Direito Administrativo

Apontamentos Sobre a Teoria Geral dos Poderes Administrativos

Apontamentos Sobre a Teoria Geral dos Poderes Administrativos

 

 

Eliezer Pereira Martins *

 

 

 

1.1 Noções

 

A expressão “poder” no sentido administrativo denota faculdade, possibilidade ou autorização.

No direito administrativo democrático, o poder, menos do que prerrogativa de força, é faculdade inclinada para dever, munus, encargo.

 

Assim, em doutrina fala-se em “dever-poder” e em “poder-dever”. O primeiro alinha-se com a natureza mesma da atividade administrativa, de munus, encargo, enquanto o segundo expressa força. Assim, no direito administrativo democrático, qualquer faculdade exercida pelo administrador público tem-se como expressão de dever-poder, com ênfase no aspecto dever, sendo o poder tão somente elemento viabilizador da necessidade administrativa, jamais termo autônomo que se justifique em si mesmo.

 

São doutrinariamente reconhecidos como poderes administrativos os poderes hierárquico, disciplinar, discricionário, vinculado, de polícia e regulamentar.

 

 

1.2 Caráter instrumental dos poderes administrativos

 

 Os poderes administrativos são instrumentais, já que se preordenam a tornar viáveis as tarefas administrativas, distinguindo-se, portanto, dos poderes políticos, estes estruturais e orgânicos e, assim, determinantes da estrutura do Estado.

 

 

1.3 Atributo vinculado (regrado) dos poderes administrativos

 

Os poderes administrativos podem ser exercitados pela forma, pelo modo e no tempo determinado pela lei. Quando isso ocorre, verifica-se que o poder administrativo considerado expressa-se de forma regrada.

 

Não há um “poder vinculado” como pretende parcela da doutrina. Os diversos poderes existentes é que se manifestam de forma vinculada. Nestes casos, a lei enuncia o conteúdo, o modo, o tempo e a forma do ato pelo qual o poder administrativo se exterioriza, sendo certo que o poder público não pode fugir das especificações legais.

 

O atributo vinculado opõe-se ao atributo discricionário, que é aquele no qual a lei dá ao poder público a liberdade de escolha da oportunidade (ocasião) e da conveniência (utilidade) do ato pelo qual se expressará o poder administrativo.

▶ _Tarefa proposta A_:
Reproduza do trecho do documento a passagem que começa em "São doutrinariamente reconhecidos" e vai até "estrutura do Estado.", incluindo essas palavras.
▶ _Tarefa proposta B_:
Liste todos os poderes que o trecho do documento aponta como doutrinariamente reconhecidos como poderes administrativos.

▶ _Informações fornecidas_:
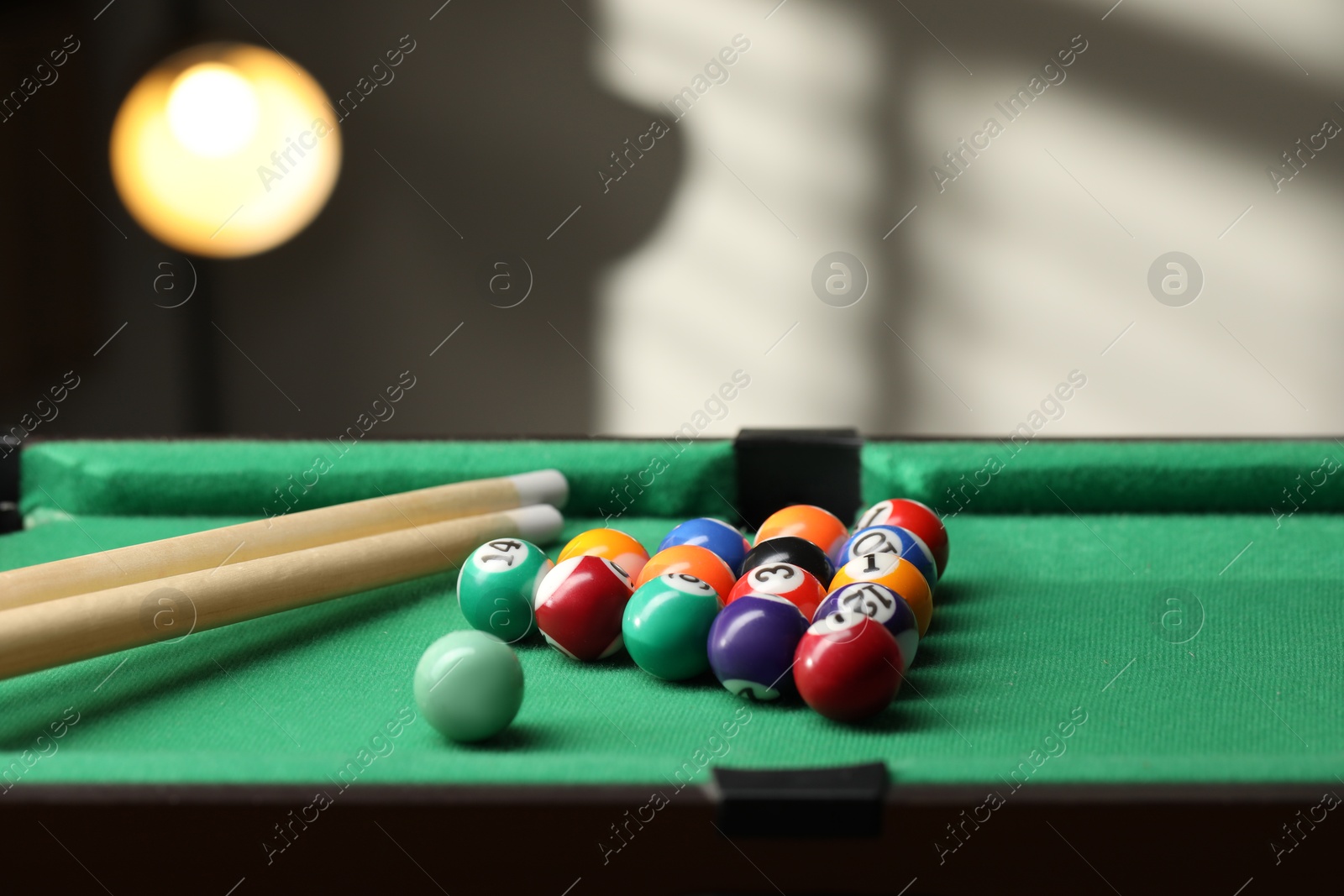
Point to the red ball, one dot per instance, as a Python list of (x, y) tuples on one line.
[(914, 516), (847, 669), (793, 584), (580, 606)]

▶ _Resposta do exercício A_:
São doutrinariamente reconhecidos como poderes administrativos os poderes hierárquico, disciplinar, discricionário, vinculado, de polícia e regulamentar.

 

 

1.2 Caráter instrumental dos poderes administrativos

 

 Os poderes administrativos são instrumentais, já que se preordenam a tornar viáveis as tarefas administrativas, distinguindo-se, portanto, dos poderes políticos, estes estruturais e orgânicos e, assim, determinantes da estrutura do Estado.

▶ _Resposta do exercício B_:
- Poder hierárquico
- Poder disciplinar
- Poder discricionário
- Poder vinculado
- Poder de polícia
- Poder regulamentar